Gather every line of the records below that contains the word "segment". Case matters.

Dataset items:
******

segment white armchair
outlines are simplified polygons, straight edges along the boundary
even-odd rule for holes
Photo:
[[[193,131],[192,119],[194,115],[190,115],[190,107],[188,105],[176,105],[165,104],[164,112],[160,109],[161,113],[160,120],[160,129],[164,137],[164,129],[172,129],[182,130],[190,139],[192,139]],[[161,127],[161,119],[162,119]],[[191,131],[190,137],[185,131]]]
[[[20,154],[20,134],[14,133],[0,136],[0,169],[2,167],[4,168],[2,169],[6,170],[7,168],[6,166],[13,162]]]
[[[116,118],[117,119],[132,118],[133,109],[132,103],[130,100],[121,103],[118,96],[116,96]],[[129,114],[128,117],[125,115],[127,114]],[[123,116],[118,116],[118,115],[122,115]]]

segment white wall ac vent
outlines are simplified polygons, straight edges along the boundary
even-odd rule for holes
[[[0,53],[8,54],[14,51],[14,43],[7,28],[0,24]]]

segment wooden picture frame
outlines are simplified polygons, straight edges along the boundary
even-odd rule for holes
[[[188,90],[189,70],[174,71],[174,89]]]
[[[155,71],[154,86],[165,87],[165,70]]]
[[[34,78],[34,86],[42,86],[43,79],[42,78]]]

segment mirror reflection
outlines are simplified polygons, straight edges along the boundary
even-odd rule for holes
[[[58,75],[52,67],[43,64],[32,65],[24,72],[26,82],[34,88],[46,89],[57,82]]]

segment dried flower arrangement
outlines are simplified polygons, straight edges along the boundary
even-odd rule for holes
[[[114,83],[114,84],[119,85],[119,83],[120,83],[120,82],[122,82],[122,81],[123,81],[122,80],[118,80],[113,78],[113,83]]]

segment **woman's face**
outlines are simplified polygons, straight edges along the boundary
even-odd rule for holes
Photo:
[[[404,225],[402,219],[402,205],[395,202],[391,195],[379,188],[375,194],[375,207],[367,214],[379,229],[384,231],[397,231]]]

******

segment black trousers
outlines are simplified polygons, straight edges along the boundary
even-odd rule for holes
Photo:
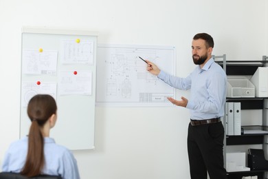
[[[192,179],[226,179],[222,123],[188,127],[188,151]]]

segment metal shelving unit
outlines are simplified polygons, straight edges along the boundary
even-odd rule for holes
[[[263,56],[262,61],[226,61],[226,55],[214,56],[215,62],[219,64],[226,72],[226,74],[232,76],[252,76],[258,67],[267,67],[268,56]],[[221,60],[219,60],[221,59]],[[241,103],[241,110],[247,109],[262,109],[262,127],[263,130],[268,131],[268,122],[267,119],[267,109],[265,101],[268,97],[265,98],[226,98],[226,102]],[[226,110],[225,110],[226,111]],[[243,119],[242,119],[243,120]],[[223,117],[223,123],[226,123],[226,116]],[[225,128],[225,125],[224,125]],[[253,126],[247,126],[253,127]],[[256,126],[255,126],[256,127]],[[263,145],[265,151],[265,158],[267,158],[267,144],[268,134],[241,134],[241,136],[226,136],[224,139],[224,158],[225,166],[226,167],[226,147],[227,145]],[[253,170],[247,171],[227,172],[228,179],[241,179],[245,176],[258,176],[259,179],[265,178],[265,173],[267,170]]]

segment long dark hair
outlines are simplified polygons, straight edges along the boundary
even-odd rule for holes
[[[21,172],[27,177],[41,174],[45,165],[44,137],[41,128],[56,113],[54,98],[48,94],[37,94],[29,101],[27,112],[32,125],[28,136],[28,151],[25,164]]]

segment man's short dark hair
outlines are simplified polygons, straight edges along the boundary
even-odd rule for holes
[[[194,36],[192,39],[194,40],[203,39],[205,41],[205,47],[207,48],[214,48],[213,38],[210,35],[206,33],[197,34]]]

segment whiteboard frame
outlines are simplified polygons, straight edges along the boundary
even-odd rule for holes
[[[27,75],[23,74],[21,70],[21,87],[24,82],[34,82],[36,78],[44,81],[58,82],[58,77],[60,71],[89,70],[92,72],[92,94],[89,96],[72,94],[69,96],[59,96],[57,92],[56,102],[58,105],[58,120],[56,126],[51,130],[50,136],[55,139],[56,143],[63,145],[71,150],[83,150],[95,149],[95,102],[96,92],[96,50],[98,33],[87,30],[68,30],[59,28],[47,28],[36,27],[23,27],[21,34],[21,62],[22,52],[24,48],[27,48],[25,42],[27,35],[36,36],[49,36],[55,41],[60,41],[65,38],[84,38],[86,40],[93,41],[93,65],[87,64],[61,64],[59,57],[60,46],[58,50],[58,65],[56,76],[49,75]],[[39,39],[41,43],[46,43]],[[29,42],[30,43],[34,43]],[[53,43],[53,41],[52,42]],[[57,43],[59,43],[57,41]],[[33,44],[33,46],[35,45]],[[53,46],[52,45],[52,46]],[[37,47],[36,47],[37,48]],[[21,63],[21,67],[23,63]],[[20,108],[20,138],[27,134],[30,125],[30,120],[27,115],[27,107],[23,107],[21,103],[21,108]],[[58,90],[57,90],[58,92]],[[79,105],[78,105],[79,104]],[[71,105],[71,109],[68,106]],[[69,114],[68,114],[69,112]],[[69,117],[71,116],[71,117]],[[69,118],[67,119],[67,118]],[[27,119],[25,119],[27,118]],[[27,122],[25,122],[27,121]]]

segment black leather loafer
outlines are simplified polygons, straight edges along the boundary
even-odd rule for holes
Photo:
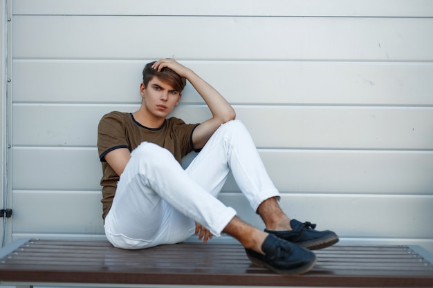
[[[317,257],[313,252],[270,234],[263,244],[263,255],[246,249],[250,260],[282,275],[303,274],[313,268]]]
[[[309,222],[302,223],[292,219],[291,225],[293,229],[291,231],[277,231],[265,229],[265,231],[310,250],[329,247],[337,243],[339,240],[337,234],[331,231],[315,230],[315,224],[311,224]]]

******

ANSWER FOR THE TASK
segment white armchair
segment white wall ac vent
segment wooden picture frame
segment mirror reflection
segment dried flower arrangement
segment **woman's face**
segment black trousers
segment metal shelving unit
segment long dark hair
segment man's short dark hair
segment whiteboard frame
segment black leather loafer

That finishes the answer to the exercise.